● What needs to be done
Write out word for word the portion of the BigQuery text below, starting with "Michał Górski, Farmaprom: First, we" and going on through "and plan realization.".

● Study text
──────

Michał Górski, Farmaprom: First, we can share it with our analytics team to generate reports for our clients. Secondly, we use Click House as a sort of a front for BigQuery. BigQuery calculates data marts, which we load directly to Click House. This is the basic analytics for our clients: budget usage and plan realization.
What is more, the most important thing is the goal – the dedicated data warehouse. Every client can say: “I would like to have a data warehouse” and we actually create this warehouse for them. In the past, we used Oracle Business Intelligence, but our clients used to tell us that they didn’t want our BI and preferred raw data. These clients were large pharmaceutical companies and had their own BIs, sometimes more than one per company, so they didn’t need more. We wanted to meet their expectations, so we tested Spark. Calculating a basic sales mart took Spark about 14 hours. And it wasn’t Spark installed on my laptop, it was a cluster of ten solid computers. Not a big one, but still a cluster. Later we uploaded the data to BigQuery and the 14 hours turned into three minutes.

──────

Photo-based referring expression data
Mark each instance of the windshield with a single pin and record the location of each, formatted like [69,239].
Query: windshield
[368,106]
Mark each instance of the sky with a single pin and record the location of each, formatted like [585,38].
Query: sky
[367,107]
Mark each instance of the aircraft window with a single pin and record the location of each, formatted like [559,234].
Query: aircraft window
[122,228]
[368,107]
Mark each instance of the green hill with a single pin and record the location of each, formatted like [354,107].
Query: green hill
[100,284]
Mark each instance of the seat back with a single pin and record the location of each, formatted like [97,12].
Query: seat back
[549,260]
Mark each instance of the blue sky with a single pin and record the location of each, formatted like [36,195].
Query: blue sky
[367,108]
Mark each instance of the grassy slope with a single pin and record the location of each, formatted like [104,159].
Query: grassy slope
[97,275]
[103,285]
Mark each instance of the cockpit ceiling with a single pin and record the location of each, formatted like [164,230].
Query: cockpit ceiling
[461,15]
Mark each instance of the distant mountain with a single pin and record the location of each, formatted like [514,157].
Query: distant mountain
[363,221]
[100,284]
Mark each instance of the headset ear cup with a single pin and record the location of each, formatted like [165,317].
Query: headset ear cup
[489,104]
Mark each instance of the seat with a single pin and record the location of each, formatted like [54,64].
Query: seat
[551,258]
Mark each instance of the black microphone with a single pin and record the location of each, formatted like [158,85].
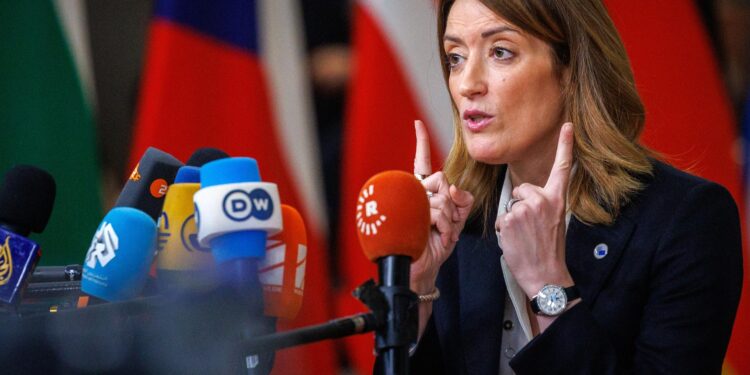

──────

● Exercise output
Michał Górski, Farmaprom: First, we can share it with our analytics team to generate reports for our clients. Secondly, we use Click House as a sort of a front for BigQuery. BigQuery calculates data marts, which we load directly to Click House. This is the basic analytics for our clients: budget usage and plan realization.